Nous regardâmes notre montagne. Son aspect n’était guère encourageant. L’arête qui conduisait au sommet formait une crête pointue, ornée d’une palissade d’aiguilles en miniature, dont la base était bordée d’épais bancs de neige fortement inclinés, qui descendaient, d’un côté, au glacier de Saleinoz, de l’autre au glacier du Chardonnet. C’eût été, en toutes circonstances, une entreprise fort difficile que d’escalader cette Aiguille par un pareil chemin. « Renoncez-y, » conseillait la prudence. La prudence l’emporta sur la vaillance. Moore et Almer traversèrent le col du Chardonnet pour se rendre à Orsières, et nous, nous retournâmes à Chamonix.

Mais à peine avions-nous franchi une faible distance que le démon qui pousse les hommes à grimper sur les montagnes nous inspira l’idée de nous arrêter et de jeter un regard en arrière sur l’Aiguille d’Argentière. Le ciel était sans nuages ; aucun vent ne se faisait ni sentir ni craindre ; il n’était que huit heures du matin ; et là, droit devant nous, un autre bras du glacier remontait bien haut dans la montagne, bien au-dessus du col du Chardonnet, et de plus, un joli petit couloir s’élevait de son extrémité supérieure presque jusqu’au sommet du pic. Le chemin était évidemment tout indiqué. Nous fîmes soudain volte-face et nous le suivîmes.

Le glacier était passablement escarpé, mais le couloir de neige l’était bien davantage. Il nous fallut tailler sept cents pas dans la neige. À ce moment, le couloir devint trop escarpé. Nous dûmes suivre les rochers sur sa gauche, et nous finîmes par gagner l’arête, à un point élevé d’environ 450 mètres au-dessus du col. Nous tournâmes alors à droite pour suivre l’arête, en montant sur la neige, un peu au-dessous de la crête, du côté du glacier de Saleinoz. Là, nous retrouvâmes le vent glacé ; mais aucun de nous ne songea à battre en retraite, puisque nous n’étions plus qu’à 75 mètres du sommet.

Lignes d'annotation

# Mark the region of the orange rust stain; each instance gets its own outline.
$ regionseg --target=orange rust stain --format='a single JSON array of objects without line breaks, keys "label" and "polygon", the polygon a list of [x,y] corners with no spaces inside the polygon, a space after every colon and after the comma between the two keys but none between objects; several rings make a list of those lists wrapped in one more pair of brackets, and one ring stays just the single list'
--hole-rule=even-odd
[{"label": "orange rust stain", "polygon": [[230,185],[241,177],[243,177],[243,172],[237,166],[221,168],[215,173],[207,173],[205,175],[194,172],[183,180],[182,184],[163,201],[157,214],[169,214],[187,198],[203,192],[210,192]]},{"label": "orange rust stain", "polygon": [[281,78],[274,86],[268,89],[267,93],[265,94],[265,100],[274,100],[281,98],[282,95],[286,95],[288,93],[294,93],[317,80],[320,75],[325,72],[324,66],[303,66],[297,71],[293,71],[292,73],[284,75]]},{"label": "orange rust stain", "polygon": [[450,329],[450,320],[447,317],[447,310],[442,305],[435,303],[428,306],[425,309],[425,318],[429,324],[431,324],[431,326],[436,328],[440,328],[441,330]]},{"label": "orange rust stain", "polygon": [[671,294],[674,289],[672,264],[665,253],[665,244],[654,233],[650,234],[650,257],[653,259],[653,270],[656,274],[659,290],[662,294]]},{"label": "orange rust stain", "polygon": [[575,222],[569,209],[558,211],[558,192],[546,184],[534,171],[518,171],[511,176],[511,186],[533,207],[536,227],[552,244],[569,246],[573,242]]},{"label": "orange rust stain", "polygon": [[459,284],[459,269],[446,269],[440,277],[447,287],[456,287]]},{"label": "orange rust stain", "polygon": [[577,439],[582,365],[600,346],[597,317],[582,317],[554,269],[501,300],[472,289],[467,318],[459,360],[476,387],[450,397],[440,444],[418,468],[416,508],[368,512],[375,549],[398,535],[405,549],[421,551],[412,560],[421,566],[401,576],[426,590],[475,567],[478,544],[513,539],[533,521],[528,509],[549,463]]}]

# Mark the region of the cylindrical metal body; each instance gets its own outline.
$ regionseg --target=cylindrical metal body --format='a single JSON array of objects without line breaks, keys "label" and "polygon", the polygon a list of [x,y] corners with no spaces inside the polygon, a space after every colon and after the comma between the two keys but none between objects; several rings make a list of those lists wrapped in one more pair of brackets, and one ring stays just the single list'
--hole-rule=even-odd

## CONSIGNE
Recopiez fidèlement le passage de l'extrait sur l'Aiguille d'Argentière qui commence à « Nous regardâmes notre » et se termine à « retournâmes à Chamonix. ».

## RÉPONSE ATTENDUE
Nous regardâmes notre montagne. Son aspect n’était guère encourageant. L’arête qui conduisait au sommet formait une crête pointue, ornée d’une palissade d’aiguilles en miniature, dont la base était bordée d’épais bancs de neige fortement inclinés, qui descendaient, d’un côté, au glacier de Saleinoz, de l’autre au glacier du Chardonnet. C’eût été, en toutes circonstances, une entreprise fort difficile que d’escalader cette Aiguille par un pareil chemin. « Renoncez-y, » conseillait la prudence. La prudence l’emporta sur la vaillance. Moore et Almer traversèrent le col du Chardonnet pour se rendre à Orsières, et nous, nous retournâmes à Chamonix.